This started as a blog about training together as a family, in part to inspire other women & families to get involved. As female participation in jiu jitsu has increased, as we have grown as athletes and as we learned that families training together aren’t such an anomaly, the blog has evolved. Jen gets personal with posts on ambition, challenges & achievements in BJJ, CrossFit & with nutrition, while Tom's posts are more educational, informative and analytical in regards to training. On occasion you may hear from the kids.
Sunday, February 12, 2012
The stages of competition, the way that I see it.
by Jen
I recently identified a cycle of emotions that I traditionally follow around each competition. Here are the stages of competition, at least the way that I see it.
Stage 1: Discovery - Excitement as I set my sights on a new competition. I mentally debate whether or not I should register, although I know in my heart that I will unless I have a work, budgetary or other personal conflict. I imagine myself excelling!
Stage 2: Preparation - Focused training towards tangible goals that will lead to my success. I drive my family crazy because the training consumes me and is all that I can talk about! I eat, sleep and breathe for my training.
Stage 3: 1 Week Out - Panic.
7 days out: What was I thinking? I still can't blank, blank and blank (Fill in the blanks with whatever skills I have been working towards.)
════════════════
*Problem A:* Please state whether each statement agrees with the blog post, answering yes or no and quoting the words of the blog post that decide it: (i) Tom's posts focus on educational and analytical content about training. (ii) In the discovery stage, the writer registers for a competition no matter what conflicts come up. (iii) The third stage of competition is labeled as one week out.
The blog post and the entries that come after it are unrelated material.
════════════════
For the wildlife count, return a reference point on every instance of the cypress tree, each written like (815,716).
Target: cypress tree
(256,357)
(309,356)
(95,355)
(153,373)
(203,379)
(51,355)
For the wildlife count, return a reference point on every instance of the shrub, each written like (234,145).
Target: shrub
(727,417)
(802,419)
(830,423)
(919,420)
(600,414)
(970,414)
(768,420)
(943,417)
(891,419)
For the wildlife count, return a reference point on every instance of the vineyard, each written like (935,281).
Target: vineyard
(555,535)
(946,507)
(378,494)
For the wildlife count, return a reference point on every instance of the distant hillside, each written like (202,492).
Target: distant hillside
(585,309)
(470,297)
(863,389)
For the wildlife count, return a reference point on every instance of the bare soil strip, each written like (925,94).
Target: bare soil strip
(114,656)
════════════════
*Problem B:* Write out, word for word, the lines of the entries from the line with "written like (925,94)." up to and including the last line of the entries.

*Full answer A:*
(i) Yes: "Tom's posts are more educational, informative and analytical in regards to training."
(ii) No: "I know in my heart that I will unless I have a work, budgetary or other personal conflict."
(iii) Yes: "Stage 3: 1 Week Out - Panic."

*Full answer B:*
For the wildlife count, return a reference point on every instance of the bare soil strip, each written like (925,94).
Target: bare soil strip
(114,656)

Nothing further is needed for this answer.